■ EXTRACT PROVIDED
-- start --

CQRS (Command Query Responsibility Segregation)

┌─────────────────────────────────────────────────────────────────────────────┐
│                    CQRS PATTERN                                              │
├─────────────────────────────────────────────────────────────────────────────┤
│                                                                              │
│  TRADITIONAL:                                                               │
│  ────────────                                                               │
│  Same model for reads and writes                                           │
│                                                                              │
│  API ───► Service ───► Database                                            │
│   │                       ▲                                                 │
│   └───────────────────────┘                                                 │
│                                                                              │
│  CQRS:                                                                      │
│  ─────                                                                      │
│  Separate models for commands (writes) and queries (reads)                 │
│                                                                              │
│       WRITE PATH                       READ PATH                            │
│  ┌──────────────────┐             ┌──────────────────┐                     │
│  │    Commands      │             │     Queries      │                     │
│  │ (Create, Update) │             │  (List, Search)  │                     │
│  └────────┬─────────┘             └────────┬─────────┘                     │
│           │                                 │                               │
│           ▼                                 ▼                               │
│  ┌──────────────────┐             ┌──────────────────┐                     │
│  │  Command Handler │             │  Query Handler   │                     │
│  │  (Domain Logic)  │             │  (Simple reads)  │                     │
│  └────────┬─────────┘             └────────┬─────────┘                     │
│           │                                 │                               │
│           ▼                                 ▼                               │
│  ┌──────────────────┐             ┌──────────────────┐                     │
│  │   Write Model    │────────────►│    Read Model    │                     │
│  │   (Normalized)   │   Events/   │  (Denormalized)  │                     │
│  │                  │   Projections│                  │                     │
│  └──────────────────┘             └──────────────────┘                     │
│                                                                              │
│  BENEFITS:                                                                  │
│  ─────────                                                                  │
│  • Optimize read/write models independently                                │
│  • Scale reads and writes separately                                       │
│  • Different storage for each (SQL writes, Elasticsearch reads)            │
│  • Complex queries without affecting write performance                     │
│                                                                              │
│  PROJECTIONS (Event → Read Model):                                         │
│  ──────────────────────────────────                                         │
│  Events from write model → Update denormalized read model                  │
│  Example: OrderPlaced → Update UserOrderHistory, ProductSalesCount         │
│                                                                              │
└─────────────────────────────────────────────────────────────────────────────┘

Projection Example

class OrderProjection:
    """

-- end --

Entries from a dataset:

-- start --

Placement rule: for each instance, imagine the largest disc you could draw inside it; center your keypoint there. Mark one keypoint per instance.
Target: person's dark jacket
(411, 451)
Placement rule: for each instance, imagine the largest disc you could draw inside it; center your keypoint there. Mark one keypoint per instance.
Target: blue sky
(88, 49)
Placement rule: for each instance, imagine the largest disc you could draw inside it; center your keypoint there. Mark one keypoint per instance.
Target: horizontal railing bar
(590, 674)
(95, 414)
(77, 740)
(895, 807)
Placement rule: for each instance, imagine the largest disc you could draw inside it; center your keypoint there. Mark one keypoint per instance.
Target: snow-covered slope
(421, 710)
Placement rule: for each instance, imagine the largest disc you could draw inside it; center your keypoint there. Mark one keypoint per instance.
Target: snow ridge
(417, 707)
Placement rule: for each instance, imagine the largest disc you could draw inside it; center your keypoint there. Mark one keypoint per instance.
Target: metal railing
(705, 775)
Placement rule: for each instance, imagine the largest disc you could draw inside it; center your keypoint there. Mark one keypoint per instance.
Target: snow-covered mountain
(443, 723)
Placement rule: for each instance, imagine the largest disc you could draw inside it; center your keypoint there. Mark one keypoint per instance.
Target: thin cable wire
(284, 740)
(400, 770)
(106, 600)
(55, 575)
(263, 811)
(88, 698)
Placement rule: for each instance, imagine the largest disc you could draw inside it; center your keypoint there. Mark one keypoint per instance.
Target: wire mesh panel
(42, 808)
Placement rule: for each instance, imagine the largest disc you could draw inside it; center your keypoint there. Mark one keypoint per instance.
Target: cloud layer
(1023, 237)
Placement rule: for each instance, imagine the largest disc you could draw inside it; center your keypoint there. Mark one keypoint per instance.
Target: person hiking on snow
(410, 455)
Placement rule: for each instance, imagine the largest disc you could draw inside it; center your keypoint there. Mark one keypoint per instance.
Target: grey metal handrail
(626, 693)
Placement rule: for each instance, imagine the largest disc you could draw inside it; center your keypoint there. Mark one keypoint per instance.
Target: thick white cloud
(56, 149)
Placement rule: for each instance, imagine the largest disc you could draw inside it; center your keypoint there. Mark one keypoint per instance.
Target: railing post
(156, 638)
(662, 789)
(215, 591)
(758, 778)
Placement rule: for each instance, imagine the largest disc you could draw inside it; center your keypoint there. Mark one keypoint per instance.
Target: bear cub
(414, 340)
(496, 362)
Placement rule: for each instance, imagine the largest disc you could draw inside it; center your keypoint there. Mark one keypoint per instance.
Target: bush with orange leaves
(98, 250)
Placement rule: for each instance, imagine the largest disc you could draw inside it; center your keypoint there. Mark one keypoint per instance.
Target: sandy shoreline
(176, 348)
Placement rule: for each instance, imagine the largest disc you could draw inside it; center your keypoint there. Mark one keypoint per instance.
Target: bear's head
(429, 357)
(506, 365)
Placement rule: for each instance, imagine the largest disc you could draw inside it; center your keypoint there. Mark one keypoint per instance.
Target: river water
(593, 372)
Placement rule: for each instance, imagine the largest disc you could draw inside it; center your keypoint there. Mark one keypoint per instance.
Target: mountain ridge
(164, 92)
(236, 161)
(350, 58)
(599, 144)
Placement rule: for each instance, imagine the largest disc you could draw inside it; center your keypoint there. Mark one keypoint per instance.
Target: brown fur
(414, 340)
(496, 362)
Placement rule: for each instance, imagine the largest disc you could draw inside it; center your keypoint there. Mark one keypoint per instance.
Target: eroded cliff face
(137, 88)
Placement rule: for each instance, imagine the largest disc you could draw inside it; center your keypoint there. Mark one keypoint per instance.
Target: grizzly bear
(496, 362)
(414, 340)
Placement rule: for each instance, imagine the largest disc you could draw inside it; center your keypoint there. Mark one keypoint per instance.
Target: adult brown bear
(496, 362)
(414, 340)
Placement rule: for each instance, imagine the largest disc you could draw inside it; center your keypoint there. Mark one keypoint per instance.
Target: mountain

-- end --

■ EXERCISE REQUIREMENTS
1. Using the CQRS text, explain in one to three sentences how the read model is kept up to date with changes made on the write side.
2. Extend the CQRS text from the point where it stops.

■ RESULTS OF THE EXERCISE
1. Events from the write model are passed through projections, which update the denormalized read model. For example, an OrderPlaced event updates UserOrderHistory and ProductSalesCount.

2.
    Builds read model from order events.
    """
    
    def __init__(self, read_db, event_store):
        self.read_db = read_db
        self.event_store = event_store
    
    def handle(self, event):
        """Route event to appropriate handler."""
        handler = getattr(self, f'on_{event.event_type}', None)
        if handler:
            handler(event)
    
    def on_OrderPlaced(self, event):
        # Insert into orders read model
        self.read_db.execute(
            """
            INSERT INTO order_summaries (id, user_id, total, status, created_at)
            VALUES (?, ?, ?, 'placed', ?)
            """,
            (event.data['order_id'], event.data['user_id'], 
             event.data['total'], event.timestamp)
        )
        
        # Update user statistics
        self.read_db.execute(
            """
            UPDATE user_stats 
            SET order_count = order_count + 1,
                total_spent = total_spent + ?
            WHERE user_id = ?
            """,
            (event.data['total'], event.data['user_id'])
        )
    
    def on_OrderShipped(self, event):
        self.read_db.execute(
            """
            UPDATE order_summaries 
            SET status = 'shipped', shipped_at = ?
            WHERE id = ?
            """,
            (event.timestamp, event.data['order_id'])
        )
    
    def rebuild(self):
        """Rebuild entire read model from events."""
        self.read_db.execute("TRUNCATE order_summaries")
        self.read_db.execute("TRUNCATE user_stats")
        
        for event in self.event_store.get_all_events():
            self.handle(event)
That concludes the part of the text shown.